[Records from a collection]
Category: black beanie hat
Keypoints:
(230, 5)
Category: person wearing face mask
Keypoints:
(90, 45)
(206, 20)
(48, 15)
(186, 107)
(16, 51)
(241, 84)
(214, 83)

* WORK TASK *
Looking at the entries above, work out how many lines include the word "Category" and reply with that number alone.

* EXERCISE RESPONSE *
2